EXERCISE REQUIREMENTS:
Please rewrite the items below, from the line containing "Target: player's bare head" through the end of the items, inclusive. Copy the request lines unchanged, multiply each x and y coordinate in the answers by 1.15, and round to whole numbers with halves rounded up.

^^^^

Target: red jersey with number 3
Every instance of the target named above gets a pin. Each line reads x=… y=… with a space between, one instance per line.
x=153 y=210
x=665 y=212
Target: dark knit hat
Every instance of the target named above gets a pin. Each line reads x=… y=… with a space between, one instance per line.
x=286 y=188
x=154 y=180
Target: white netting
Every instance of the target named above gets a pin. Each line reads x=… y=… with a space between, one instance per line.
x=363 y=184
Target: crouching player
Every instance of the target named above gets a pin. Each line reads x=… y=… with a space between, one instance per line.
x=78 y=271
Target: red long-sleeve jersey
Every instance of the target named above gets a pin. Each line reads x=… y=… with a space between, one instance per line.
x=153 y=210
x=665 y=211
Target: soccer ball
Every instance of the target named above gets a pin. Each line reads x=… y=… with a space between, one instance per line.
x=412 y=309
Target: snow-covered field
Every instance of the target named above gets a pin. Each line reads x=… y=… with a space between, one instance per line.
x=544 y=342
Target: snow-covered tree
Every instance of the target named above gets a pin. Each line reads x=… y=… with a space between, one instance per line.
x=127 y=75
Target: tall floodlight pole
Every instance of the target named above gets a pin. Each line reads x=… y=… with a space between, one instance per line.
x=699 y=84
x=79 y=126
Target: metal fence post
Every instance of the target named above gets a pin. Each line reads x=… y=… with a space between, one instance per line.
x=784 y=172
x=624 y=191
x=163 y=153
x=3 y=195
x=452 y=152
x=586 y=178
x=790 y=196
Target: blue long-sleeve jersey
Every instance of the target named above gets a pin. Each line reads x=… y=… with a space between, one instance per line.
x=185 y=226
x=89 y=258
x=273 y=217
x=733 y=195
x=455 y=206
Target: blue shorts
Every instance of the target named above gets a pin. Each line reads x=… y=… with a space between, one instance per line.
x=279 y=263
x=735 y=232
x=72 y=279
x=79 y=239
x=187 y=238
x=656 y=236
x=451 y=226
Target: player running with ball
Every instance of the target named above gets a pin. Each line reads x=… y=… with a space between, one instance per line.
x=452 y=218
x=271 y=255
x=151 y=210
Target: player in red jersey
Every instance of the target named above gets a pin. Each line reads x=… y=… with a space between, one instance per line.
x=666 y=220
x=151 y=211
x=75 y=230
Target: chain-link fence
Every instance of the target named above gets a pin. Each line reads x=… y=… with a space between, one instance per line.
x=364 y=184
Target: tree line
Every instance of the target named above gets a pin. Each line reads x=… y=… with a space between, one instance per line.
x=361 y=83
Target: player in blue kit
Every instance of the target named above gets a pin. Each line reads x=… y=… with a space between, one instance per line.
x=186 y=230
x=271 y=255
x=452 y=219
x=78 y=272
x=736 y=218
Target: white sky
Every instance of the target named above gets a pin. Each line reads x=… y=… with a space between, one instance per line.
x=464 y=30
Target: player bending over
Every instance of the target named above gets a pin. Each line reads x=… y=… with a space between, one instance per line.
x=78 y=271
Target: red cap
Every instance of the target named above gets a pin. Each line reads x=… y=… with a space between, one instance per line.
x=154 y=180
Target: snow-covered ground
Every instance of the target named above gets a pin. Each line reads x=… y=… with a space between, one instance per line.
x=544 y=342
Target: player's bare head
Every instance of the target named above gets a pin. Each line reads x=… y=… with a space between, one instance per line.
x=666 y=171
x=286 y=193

^^^^

SOLUTION FOR THIS EXERCISE:
Target: player's bare head
Every instance of the target named above gets a pin. Each line reads x=… y=… with a space between, one instance per line.
x=766 y=197
x=329 y=222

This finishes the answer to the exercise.